About this task
The whole listing needs to be returned exactly as it appears.

>>>>>

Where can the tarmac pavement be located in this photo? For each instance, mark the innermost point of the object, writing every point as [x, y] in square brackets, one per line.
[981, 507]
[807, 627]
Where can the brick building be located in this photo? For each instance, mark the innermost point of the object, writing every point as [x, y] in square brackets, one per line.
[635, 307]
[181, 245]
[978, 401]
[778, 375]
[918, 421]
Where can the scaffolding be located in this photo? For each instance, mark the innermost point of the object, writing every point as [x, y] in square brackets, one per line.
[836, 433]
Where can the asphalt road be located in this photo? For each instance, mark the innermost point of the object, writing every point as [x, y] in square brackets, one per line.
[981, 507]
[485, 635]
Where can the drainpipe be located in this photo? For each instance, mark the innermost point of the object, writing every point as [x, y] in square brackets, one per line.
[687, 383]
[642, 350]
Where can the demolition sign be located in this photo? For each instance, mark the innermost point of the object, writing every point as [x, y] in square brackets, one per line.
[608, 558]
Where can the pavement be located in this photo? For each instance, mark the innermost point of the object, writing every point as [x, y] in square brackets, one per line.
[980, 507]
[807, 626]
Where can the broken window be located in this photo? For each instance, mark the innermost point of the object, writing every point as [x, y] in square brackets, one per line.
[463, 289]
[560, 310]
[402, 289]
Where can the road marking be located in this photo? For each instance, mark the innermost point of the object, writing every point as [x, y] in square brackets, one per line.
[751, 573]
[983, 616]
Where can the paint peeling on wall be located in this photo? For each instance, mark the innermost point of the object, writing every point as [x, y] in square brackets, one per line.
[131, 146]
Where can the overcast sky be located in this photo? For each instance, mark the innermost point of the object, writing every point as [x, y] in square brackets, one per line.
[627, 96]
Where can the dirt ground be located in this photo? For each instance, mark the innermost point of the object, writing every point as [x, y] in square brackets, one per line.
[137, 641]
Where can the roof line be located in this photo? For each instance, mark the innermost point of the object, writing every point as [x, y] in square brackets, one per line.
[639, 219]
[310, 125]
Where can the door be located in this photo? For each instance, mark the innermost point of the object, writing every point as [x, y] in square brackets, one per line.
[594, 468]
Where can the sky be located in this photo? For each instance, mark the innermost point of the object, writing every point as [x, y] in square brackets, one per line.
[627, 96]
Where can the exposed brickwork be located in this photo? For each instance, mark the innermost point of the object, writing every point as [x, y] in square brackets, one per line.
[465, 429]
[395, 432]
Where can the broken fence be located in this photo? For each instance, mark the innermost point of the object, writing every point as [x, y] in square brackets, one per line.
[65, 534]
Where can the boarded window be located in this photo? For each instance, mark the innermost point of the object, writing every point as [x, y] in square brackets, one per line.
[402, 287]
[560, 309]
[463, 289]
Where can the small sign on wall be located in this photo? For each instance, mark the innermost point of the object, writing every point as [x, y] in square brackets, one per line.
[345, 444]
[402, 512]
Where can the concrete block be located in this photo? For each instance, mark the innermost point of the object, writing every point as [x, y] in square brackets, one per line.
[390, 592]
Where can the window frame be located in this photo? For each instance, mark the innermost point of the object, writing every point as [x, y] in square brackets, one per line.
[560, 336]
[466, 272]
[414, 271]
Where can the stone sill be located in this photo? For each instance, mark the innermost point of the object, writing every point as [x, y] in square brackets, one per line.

<<<<<

Written solution
Where can the tarmac pavement be located in this photo? For each instance, mark the innermost point of the object, writing every point as [x, y] in square brackets, one per line.
[981, 507]
[807, 627]
Where can the brick building be located in this photo? For each instance, mark the innermost point of the object, writing every point as [x, y] in square brackets, one per line.
[635, 307]
[181, 245]
[978, 401]
[778, 375]
[918, 421]
Where can the scaffolding be located in this photo? For each instance, mark the innermost point of the object, writing every point as [x, y] in square brackets, one per line.
[836, 433]
Where can the asphalt road be located in this photo? For each instance, mark the innermost point of the object, writing every point as [x, y] in square brackets, one per line.
[981, 507]
[485, 635]
Where can the drainpipe be located in this photo? For each instance, mark the innermost point of the object, writing every point as [x, y] in square brackets, one per line.
[687, 383]
[642, 350]
Where can the demolition sign be located in this photo? For each instance, mark the innermost point of the object, writing every point as [x, y] in square brackets, one per line.
[608, 558]
Where can the pavement be located in this photo? For each instance, mark the innermost point of the object, writing every point as [x, y] in square brackets, one per line.
[980, 507]
[807, 626]
Where can the broken window be located in this photo? For each instance, mark the innermost point of the object, writing every point as [x, y] in square brackets, one per line.
[463, 289]
[560, 310]
[402, 289]
Where can the road marking be located in this photo? For each instance, mark the innermost point of the object, writing every point as [x, y] in square brackets, one per line.
[751, 573]
[983, 616]
Where can the paint peeling on wall be located in this photo? For each instance, mark the innermost point of the object, writing every point as [x, y] in square brackets, one per line.
[131, 146]
Where can the overcast sky be located in this photo? For each instance, mark the innermost point of the object, writing every point as [x, y] in square brackets, one per line.
[627, 96]
Where can the dirt ground be located in this photo? For each instance, mark the innermost point of the object, writing every point as [x, y] in square brackets, one per line.
[137, 641]
Where can the roof line be located in this photo? For each instance, mark the innermost point of the object, writing every point as [x, y] in square brackets, one per line.
[639, 219]
[310, 125]
Where can the door be located in this photo? For each instance, mark the innermost point of the object, writing every point as [x, y] in square brackets, one per line.
[594, 468]
Where can the sky be located in this photo? For each instance, mark the innermost point of the object, writing every point as [x, y] in square brackets, one per line.
[627, 96]
Where can the exposed brickwork be located in this photo? For each instance, mark the innermost point of the object, writing every point as [x, y] in square brackets, one per line.
[465, 429]
[395, 432]
Where can the broken fence be located in this photo? For each instance, mark the innermost point of the object, writing every point as [x, y] in square brackets, one per line.
[65, 534]
Where can the boarded window be located in this photo? For each instance, mark the innermost point of the object, writing every point as [x, y] in square brackets, one per line.
[402, 287]
[560, 309]
[463, 289]
Where can the small sign on wall be located in this photo? For each instance, mark the innermost point of the object, writing every point as [x, y] in square brackets, one per line.
[345, 444]
[402, 512]
Where can the concrete block be located in this photo? For each instance, mark the innermost point of the object, writing every point as [x, y] in square brackets, one per line.
[390, 592]
Where can the window frame be located in this photo? For each instance, mark the innermost point of the object, writing every point as [x, y] in square brackets, one per line.
[560, 336]
[466, 272]
[414, 271]
Where can the stone sill be located in this photo? For each instance, mark the innermost point of the object, writing every point as [x, y] in square brackets, one per line.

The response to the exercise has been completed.